• Task item
The reply must contain all of the records, unchanged.

• Records provided
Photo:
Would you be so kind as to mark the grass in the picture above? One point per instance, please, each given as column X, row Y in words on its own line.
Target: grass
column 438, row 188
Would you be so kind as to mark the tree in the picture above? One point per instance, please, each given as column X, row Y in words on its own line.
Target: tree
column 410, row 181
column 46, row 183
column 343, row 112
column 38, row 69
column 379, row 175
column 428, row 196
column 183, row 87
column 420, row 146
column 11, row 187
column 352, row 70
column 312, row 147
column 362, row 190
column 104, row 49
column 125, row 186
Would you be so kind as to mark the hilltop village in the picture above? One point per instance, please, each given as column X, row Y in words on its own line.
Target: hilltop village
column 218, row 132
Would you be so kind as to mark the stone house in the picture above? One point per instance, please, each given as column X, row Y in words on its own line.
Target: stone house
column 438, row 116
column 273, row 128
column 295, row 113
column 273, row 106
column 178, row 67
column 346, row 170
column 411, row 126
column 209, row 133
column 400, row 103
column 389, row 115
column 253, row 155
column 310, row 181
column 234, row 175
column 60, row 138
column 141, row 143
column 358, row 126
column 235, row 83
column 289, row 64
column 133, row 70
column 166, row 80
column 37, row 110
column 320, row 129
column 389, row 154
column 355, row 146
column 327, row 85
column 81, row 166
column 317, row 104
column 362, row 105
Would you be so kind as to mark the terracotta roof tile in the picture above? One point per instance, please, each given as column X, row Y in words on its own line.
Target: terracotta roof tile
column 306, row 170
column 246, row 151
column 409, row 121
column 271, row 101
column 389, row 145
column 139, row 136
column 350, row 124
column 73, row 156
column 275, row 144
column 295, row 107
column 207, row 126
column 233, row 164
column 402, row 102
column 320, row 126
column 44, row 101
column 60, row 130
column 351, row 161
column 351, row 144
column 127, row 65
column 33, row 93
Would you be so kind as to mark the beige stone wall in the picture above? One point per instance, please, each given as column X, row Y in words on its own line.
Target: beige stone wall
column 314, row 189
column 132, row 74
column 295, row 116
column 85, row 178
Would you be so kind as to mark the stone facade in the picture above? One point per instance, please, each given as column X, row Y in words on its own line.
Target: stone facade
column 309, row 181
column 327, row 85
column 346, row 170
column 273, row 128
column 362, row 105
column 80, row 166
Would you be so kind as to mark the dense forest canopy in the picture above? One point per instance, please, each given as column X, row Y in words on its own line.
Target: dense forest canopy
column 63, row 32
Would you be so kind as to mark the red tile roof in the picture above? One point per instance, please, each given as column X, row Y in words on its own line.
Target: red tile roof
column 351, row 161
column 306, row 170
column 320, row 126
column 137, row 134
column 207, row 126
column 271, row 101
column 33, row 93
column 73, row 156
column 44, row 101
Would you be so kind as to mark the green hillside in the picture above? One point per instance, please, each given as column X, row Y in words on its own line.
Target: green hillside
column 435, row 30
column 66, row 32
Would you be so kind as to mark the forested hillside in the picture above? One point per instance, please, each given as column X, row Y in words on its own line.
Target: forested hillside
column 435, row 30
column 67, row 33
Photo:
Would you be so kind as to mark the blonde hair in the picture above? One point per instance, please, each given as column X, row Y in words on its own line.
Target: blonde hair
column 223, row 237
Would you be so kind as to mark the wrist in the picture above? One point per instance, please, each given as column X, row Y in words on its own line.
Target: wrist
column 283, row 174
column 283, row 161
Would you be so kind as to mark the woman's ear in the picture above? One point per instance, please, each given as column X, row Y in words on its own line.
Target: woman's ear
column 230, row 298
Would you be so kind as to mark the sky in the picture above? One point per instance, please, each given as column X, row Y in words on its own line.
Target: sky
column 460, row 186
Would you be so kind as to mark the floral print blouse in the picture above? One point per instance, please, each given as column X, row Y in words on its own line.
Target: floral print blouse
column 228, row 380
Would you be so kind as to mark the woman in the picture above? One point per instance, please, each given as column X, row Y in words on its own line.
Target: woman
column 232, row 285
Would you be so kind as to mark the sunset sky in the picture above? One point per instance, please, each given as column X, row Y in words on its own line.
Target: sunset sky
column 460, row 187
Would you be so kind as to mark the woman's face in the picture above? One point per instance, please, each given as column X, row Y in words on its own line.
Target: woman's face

• Solved exercise
Photo:
Would you be so kind as to mark the grass in the picture above? One point per instance, please, each given as column X, row Y in words on its own line.
Target: grass
column 438, row 188
Would you be so kind as to mark the tree in the picture above? One point per instance, please, each given as column X, row Y in words on its own line.
Target: tree
column 410, row 181
column 46, row 183
column 343, row 112
column 38, row 69
column 379, row 175
column 428, row 196
column 183, row 87
column 420, row 146
column 11, row 187
column 352, row 70
column 312, row 147
column 362, row 190
column 104, row 49
column 125, row 186
Would you be so kind as to mark the hilltop village in the picture above? One point per instance, please, each given as column X, row Y in words on its own line.
Target: hilltop village
column 218, row 132
Would you be so kind as to mark the stone house in the picture above? One point per instance, please, each given as column X, row Y in words on its own line.
Target: stone house
column 438, row 116
column 273, row 128
column 295, row 113
column 273, row 106
column 178, row 67
column 346, row 170
column 411, row 126
column 209, row 133
column 400, row 103
column 389, row 115
column 253, row 155
column 310, row 181
column 234, row 175
column 60, row 138
column 141, row 143
column 358, row 126
column 235, row 83
column 289, row 64
column 133, row 70
column 166, row 80
column 37, row 110
column 320, row 129
column 389, row 154
column 355, row 146
column 327, row 85
column 81, row 166
column 317, row 104
column 362, row 105
Would you be so kind as to mark the terracotta roof tile in the picture above? One point per instance, please, each given as column X, row Y in words on its own line.
Target: terracotta roof tile
column 306, row 170
column 246, row 151
column 409, row 121
column 271, row 101
column 389, row 145
column 139, row 136
column 350, row 124
column 73, row 156
column 275, row 144
column 295, row 107
column 207, row 126
column 233, row 164
column 402, row 102
column 320, row 126
column 44, row 101
column 60, row 130
column 351, row 161
column 351, row 144
column 127, row 65
column 33, row 93
Would you be so kind as to mark the beige stone wall in the picture above? One point per instance, please, each given as column X, row Y in words on its own line.
Target: beige stone wall
column 314, row 189
column 132, row 74
column 295, row 116
column 85, row 178
Would you be so kind as to mark the stone facade in the picture above? One point per instance, please, each given as column X, row Y in words on its own line.
Target: stone facade
column 309, row 181
column 327, row 85
column 346, row 170
column 273, row 128
column 362, row 105
column 80, row 166
Would you be so kind as to mark the dense forest canopy in the picture above? One point per instance, please, each given as column X, row Y in words on its own line.
Target: dense forest canopy
column 63, row 32
Would you be so kind as to mark the red tile roof in the picture above? One point per instance, please, each given as column X, row Y in words on its own line.
Target: red tile roof
column 351, row 161
column 306, row 170
column 320, row 126
column 137, row 134
column 207, row 126
column 271, row 101
column 33, row 93
column 73, row 156
column 44, row 101
Would you be so kind as to mark the green hillside in the picture above? One point per instance, please, each given as column X, row Y in words on its own line.
Target: green hillside
column 435, row 30
column 66, row 32
Would you be so kind as to mark the forested hillside in the picture above? One point per instance, please, each given as column X, row Y in words on its own line.
Target: forested hillside
column 435, row 30
column 67, row 33
Photo:
Would you be so kind as to mark the blonde hair in the picture above? One point per instance, please, each given as column X, row Y in words on its own line.
Target: blonde hair
column 223, row 237
Would you be so kind as to mark the wrist in the picture above? One point per instance, please, each given as column X, row Y in words on its own line.
Target: wrist
column 283, row 174
column 283, row 161
Would you be so kind as to mark the woman's ear in the picture above? One point per instance, please, each given as column X, row Y in words on its own line.
Target: woman's ear
column 230, row 298
Would you be so kind as to mark the sky in the picture above? One point per instance, please, each given as column X, row Y in words on its own line.
Target: sky
column 460, row 186
Would you be so kind as to mark the floral print blouse in the picture above? One point per instance, please, each given as column X, row Y in words on its own line.
Target: floral print blouse
column 228, row 380
Would you be so kind as to mark the woman in the picture above? One point per instance, please, each given as column X, row Y in words on its own line.
Target: woman
column 232, row 285
Would you be so kind as to mark the sunset sky in the picture above? One point per instance, please, each given as column X, row Y in words on its own line.
Target: sunset sky
column 460, row 187
Would you be so kind as to mark the woman's face in the picture above? One point per instance, please, each given as column X, row Y in words on its own line.
Target: woman's face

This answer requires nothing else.